Quote, without any change, the line that contains "Where can the white dealership" and all lines that follow it to the end of the data below.

Items listed in a dataset
◆ ◆ ◆ ◆ ◆ ◆ ◆
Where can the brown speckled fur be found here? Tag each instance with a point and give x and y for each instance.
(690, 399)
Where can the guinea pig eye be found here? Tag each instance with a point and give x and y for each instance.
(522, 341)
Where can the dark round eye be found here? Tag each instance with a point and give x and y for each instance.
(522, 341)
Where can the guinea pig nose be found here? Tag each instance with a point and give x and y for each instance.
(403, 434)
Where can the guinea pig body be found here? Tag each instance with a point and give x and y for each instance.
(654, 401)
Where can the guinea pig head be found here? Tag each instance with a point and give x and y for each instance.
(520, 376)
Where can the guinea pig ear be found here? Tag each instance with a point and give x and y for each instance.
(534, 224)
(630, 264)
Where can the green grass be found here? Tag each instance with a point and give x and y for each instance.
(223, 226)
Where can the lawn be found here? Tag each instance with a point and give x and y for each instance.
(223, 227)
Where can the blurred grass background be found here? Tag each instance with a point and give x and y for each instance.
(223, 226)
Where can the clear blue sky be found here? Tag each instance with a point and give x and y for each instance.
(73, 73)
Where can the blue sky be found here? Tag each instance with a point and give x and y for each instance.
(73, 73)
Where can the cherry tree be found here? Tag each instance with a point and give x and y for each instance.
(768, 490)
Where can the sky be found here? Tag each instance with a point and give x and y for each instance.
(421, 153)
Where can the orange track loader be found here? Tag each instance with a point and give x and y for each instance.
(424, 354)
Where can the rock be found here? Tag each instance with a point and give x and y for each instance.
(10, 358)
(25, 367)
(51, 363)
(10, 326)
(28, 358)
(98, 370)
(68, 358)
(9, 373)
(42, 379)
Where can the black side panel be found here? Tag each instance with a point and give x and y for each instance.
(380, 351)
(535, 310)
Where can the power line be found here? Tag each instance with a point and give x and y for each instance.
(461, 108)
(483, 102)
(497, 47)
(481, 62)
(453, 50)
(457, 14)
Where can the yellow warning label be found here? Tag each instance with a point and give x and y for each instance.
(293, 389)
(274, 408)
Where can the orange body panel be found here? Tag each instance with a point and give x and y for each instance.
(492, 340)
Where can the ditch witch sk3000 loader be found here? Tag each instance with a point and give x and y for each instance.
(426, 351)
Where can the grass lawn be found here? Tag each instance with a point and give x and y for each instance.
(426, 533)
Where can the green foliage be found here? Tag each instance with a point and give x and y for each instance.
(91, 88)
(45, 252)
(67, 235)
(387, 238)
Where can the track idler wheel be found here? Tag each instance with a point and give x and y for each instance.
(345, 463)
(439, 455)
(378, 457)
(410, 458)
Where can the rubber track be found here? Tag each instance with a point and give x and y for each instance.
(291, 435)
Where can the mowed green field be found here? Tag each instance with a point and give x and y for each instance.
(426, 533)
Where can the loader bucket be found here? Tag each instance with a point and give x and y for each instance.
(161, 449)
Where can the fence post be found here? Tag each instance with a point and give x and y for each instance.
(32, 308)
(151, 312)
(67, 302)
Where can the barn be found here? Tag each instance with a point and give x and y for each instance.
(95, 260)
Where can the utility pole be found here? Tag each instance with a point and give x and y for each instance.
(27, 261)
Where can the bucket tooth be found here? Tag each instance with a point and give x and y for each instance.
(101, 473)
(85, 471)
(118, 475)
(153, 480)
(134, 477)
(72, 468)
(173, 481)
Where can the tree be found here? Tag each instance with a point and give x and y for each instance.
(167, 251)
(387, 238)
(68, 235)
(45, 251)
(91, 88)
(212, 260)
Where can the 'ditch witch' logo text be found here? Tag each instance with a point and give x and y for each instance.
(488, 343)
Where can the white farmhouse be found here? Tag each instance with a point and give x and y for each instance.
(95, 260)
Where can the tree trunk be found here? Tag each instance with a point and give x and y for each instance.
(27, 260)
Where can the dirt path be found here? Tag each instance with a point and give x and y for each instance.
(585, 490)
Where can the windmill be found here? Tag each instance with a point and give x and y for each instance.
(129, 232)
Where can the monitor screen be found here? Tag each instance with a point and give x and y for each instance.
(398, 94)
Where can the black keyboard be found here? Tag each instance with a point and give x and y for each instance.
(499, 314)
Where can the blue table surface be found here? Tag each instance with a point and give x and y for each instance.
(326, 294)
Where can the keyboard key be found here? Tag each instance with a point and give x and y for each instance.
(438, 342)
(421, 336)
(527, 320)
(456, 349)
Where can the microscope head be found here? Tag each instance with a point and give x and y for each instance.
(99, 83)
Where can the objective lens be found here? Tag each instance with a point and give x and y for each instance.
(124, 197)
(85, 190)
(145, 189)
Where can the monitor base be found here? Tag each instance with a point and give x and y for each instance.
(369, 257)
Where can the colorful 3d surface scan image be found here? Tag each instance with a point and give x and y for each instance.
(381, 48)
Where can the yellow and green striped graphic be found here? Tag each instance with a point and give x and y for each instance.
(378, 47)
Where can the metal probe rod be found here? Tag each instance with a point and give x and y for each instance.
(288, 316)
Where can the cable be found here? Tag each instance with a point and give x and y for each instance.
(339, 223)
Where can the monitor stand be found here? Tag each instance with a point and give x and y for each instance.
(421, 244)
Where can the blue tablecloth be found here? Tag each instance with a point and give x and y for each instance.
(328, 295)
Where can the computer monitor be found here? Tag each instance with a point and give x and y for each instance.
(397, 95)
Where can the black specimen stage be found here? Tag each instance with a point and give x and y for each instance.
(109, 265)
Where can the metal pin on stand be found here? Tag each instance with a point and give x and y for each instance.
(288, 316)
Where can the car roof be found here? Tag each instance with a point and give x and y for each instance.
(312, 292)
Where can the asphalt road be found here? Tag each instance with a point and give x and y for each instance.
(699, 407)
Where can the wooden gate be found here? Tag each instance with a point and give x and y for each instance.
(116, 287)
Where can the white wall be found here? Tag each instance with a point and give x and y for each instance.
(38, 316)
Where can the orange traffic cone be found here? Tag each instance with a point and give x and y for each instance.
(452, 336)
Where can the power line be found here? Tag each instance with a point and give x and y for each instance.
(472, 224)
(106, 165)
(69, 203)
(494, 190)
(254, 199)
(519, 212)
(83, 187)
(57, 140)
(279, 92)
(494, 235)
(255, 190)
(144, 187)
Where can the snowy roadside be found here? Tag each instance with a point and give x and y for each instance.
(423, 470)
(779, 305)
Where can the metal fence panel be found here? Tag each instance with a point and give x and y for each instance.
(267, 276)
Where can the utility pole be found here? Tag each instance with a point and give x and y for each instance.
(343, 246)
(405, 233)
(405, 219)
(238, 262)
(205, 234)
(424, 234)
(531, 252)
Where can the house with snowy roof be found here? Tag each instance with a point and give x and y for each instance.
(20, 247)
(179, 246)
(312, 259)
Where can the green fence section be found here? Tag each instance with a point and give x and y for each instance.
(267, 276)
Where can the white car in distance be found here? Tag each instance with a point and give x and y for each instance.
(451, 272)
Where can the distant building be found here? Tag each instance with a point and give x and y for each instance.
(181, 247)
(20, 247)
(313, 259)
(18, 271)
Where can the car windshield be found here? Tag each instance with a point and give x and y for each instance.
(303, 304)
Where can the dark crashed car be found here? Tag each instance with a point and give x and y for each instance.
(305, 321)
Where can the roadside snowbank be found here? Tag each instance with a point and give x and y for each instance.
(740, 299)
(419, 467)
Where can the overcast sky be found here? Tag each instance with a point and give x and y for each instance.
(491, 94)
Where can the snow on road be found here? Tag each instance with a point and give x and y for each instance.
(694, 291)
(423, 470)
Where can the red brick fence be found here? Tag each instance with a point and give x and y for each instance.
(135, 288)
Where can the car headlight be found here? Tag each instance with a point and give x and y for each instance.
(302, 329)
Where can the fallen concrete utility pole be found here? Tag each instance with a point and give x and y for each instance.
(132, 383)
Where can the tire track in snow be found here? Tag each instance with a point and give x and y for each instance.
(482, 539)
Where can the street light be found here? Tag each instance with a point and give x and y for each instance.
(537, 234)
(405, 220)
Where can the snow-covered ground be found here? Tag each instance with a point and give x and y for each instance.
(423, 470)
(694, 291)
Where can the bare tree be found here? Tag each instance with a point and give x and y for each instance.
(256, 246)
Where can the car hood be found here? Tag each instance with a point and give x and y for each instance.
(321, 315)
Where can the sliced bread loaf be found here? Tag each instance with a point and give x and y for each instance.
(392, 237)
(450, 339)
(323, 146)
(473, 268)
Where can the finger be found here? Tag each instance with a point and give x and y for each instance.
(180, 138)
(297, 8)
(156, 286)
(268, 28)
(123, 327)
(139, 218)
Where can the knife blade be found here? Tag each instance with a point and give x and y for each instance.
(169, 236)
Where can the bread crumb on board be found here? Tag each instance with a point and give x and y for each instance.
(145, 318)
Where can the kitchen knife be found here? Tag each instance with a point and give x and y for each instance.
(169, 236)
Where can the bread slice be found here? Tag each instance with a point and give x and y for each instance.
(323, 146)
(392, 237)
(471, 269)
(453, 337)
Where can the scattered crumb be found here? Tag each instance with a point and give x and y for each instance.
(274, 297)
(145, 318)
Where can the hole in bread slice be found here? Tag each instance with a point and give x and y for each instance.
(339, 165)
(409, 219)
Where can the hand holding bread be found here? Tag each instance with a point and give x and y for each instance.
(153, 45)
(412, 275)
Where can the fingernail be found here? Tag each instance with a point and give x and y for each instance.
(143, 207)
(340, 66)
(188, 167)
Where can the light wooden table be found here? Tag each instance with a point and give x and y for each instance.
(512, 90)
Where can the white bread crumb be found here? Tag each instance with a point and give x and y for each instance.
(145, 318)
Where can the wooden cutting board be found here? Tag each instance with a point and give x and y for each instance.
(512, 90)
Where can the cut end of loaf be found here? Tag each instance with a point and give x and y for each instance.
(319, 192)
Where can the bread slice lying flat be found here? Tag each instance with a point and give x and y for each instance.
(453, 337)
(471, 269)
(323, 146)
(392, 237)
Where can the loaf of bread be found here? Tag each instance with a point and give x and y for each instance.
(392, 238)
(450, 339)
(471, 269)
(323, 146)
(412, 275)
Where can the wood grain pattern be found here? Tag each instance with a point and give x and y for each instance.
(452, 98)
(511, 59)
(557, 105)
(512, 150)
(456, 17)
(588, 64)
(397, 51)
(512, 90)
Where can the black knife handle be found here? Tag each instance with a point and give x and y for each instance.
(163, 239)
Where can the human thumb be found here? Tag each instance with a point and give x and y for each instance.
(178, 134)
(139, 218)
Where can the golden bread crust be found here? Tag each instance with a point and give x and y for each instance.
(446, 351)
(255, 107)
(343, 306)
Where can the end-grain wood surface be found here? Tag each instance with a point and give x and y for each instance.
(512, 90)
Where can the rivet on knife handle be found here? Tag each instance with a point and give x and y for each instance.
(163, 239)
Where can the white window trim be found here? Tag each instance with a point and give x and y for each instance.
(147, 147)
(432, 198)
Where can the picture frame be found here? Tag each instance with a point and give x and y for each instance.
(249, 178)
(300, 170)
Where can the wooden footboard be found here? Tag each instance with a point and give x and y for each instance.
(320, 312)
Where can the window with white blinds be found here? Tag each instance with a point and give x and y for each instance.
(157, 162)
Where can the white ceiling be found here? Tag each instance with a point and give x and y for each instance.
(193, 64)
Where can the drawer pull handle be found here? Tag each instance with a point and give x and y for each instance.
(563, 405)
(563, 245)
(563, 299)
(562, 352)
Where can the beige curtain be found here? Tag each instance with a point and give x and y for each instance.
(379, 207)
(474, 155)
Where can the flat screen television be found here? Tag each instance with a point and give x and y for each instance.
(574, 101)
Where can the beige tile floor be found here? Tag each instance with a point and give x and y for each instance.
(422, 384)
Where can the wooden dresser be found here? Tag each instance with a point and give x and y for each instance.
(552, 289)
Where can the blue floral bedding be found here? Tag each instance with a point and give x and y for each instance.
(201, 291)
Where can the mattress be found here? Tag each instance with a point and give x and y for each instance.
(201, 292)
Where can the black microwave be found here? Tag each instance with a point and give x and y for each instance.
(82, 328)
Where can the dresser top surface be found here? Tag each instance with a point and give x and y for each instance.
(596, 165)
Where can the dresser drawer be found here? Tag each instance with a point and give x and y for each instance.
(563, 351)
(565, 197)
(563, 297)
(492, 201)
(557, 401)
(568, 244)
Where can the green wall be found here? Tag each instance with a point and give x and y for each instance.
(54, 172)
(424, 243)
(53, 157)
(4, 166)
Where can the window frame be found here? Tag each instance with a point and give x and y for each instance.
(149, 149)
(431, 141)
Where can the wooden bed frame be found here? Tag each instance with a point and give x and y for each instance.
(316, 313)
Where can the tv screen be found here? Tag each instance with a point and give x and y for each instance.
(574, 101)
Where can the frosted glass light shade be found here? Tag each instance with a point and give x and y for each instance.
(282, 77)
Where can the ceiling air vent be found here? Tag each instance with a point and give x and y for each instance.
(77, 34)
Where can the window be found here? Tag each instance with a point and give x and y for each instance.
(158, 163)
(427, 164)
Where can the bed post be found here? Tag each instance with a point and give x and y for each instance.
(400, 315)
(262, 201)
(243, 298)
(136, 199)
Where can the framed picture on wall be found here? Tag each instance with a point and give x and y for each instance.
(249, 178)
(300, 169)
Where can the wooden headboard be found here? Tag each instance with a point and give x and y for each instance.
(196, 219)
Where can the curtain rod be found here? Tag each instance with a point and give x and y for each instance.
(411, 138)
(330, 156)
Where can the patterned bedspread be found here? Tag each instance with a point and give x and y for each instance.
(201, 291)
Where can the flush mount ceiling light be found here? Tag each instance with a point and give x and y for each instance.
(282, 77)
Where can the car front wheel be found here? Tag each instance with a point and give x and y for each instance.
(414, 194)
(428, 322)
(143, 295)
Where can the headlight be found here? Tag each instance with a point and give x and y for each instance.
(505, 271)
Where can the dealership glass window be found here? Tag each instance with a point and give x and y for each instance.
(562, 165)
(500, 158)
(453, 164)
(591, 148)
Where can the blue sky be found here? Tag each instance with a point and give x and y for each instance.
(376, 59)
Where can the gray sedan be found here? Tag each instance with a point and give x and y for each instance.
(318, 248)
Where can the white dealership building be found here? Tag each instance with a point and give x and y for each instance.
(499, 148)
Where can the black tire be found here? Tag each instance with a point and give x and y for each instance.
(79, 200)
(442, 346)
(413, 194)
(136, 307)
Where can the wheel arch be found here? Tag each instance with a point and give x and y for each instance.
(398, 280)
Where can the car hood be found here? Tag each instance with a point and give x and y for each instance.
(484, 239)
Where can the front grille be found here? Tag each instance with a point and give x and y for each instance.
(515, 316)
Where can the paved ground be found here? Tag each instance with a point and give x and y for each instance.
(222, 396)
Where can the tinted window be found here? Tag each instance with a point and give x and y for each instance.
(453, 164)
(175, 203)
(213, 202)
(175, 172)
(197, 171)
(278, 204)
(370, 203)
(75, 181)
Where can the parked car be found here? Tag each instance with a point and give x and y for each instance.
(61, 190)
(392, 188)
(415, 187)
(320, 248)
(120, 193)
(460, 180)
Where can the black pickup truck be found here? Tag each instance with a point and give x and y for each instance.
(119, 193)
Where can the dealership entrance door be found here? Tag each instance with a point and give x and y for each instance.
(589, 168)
◆ ◆ ◆ ◆ ◆ ◆ ◆
**Task result**
Where can the white dealership building be found here? Tag each instance with a point and give x and y for each instance.
(499, 148)
Where can the black tire be found here? Tag each instance with a point and give x and y for each instance.
(79, 200)
(442, 346)
(413, 194)
(136, 307)
Where can the wheel arch be found here? Tag each instance with a point and give x and y for each instance.
(398, 280)
Where can the car hood be found here? Tag each instance with a point and give x and y for each instance.
(484, 239)
Where can the front grille be found here? Tag each instance with a point and give x and y for each instance.
(515, 316)
Where can the paved ground be found here? Tag each instance with a point and give x and y for each instance.
(222, 396)
Where can the tinted window be found here? Tag each instance with a point and give x and y for each instance.
(453, 164)
(175, 203)
(213, 202)
(175, 172)
(197, 171)
(278, 204)
(370, 203)
(75, 181)
Where can the parked car be found here? Tag each instance with a point and give x and y for each instance.
(61, 190)
(392, 188)
(415, 187)
(320, 248)
(120, 193)
(460, 180)
Where can the black pickup truck be found here? Tag each instance with a point and give x and y for each instance.
(119, 193)
Where can the dealership entrance door be found here? Tag each instance with a point and give x and y for each instance.
(589, 168)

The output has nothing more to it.